### Material shown
________
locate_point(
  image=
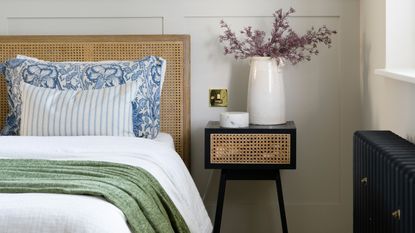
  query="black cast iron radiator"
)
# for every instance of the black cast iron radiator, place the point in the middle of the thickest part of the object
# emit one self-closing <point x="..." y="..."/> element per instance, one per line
<point x="384" y="183"/>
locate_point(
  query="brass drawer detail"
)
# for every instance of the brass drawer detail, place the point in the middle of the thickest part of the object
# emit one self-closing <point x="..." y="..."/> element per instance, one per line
<point x="250" y="148"/>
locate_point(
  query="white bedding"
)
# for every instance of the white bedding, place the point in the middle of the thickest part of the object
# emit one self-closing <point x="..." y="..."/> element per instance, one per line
<point x="58" y="213"/>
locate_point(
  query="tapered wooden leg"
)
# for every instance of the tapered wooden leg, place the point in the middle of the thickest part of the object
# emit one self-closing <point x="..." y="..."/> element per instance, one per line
<point x="219" y="203"/>
<point x="281" y="203"/>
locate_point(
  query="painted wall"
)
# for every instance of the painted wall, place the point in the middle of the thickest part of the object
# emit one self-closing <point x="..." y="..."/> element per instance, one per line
<point x="387" y="104"/>
<point x="322" y="95"/>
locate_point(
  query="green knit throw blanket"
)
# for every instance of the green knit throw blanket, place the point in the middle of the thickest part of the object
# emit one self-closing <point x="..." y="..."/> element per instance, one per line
<point x="137" y="193"/>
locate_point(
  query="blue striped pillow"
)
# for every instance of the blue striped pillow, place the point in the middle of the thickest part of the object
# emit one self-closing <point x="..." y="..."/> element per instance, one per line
<point x="100" y="112"/>
<point x="85" y="76"/>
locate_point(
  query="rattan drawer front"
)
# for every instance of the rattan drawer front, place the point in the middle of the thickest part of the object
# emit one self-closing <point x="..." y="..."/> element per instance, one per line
<point x="250" y="148"/>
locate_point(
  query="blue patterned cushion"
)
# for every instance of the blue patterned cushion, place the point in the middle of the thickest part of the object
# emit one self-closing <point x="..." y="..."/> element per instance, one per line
<point x="86" y="76"/>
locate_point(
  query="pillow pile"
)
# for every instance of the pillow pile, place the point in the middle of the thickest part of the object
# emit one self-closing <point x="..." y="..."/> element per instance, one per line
<point x="79" y="76"/>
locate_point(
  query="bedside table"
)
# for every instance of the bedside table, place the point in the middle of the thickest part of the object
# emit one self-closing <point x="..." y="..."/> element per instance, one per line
<point x="257" y="152"/>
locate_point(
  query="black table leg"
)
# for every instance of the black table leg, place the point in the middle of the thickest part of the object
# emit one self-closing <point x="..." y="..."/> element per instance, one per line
<point x="219" y="203"/>
<point x="281" y="203"/>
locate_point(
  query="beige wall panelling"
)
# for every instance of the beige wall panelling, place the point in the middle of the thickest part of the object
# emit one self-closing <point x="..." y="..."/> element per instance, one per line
<point x="321" y="95"/>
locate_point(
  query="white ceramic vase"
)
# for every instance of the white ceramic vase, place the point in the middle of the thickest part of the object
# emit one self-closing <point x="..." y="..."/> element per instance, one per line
<point x="266" y="97"/>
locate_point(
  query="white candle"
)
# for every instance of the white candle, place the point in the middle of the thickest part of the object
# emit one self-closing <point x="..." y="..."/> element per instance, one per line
<point x="234" y="119"/>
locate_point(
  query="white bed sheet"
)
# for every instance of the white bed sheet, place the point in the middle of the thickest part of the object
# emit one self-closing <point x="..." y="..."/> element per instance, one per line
<point x="56" y="213"/>
<point x="165" y="138"/>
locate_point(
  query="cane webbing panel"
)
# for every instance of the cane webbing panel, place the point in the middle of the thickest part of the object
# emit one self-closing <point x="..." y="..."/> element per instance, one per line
<point x="175" y="117"/>
<point x="250" y="148"/>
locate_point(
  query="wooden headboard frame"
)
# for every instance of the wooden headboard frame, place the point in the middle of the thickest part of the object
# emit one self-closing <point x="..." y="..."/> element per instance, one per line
<point x="175" y="104"/>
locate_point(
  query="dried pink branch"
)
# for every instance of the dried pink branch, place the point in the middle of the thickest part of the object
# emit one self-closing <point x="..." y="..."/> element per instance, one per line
<point x="283" y="43"/>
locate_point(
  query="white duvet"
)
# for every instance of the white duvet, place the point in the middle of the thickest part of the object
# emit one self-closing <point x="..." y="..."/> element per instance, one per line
<point x="62" y="213"/>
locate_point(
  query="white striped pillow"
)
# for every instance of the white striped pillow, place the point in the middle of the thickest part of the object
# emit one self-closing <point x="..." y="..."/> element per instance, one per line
<point x="100" y="112"/>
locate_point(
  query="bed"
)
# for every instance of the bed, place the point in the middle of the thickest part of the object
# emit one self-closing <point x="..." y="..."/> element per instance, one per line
<point x="166" y="157"/>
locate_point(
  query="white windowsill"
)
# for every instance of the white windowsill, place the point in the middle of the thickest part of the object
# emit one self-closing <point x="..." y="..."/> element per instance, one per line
<point x="405" y="75"/>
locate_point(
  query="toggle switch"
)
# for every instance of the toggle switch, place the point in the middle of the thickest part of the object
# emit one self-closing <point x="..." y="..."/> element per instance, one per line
<point x="218" y="97"/>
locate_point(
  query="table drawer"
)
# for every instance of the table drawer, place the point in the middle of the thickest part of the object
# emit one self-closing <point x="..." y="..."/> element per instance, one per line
<point x="250" y="148"/>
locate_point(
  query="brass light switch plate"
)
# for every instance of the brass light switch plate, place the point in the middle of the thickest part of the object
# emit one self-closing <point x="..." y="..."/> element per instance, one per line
<point x="218" y="97"/>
________
Lines from the entries that contain the word "vase" are what the answer must hold.

  query="white ceramic vase"
# for every instance of the white ceramic vase, place the point in the middle of the thickest part of the object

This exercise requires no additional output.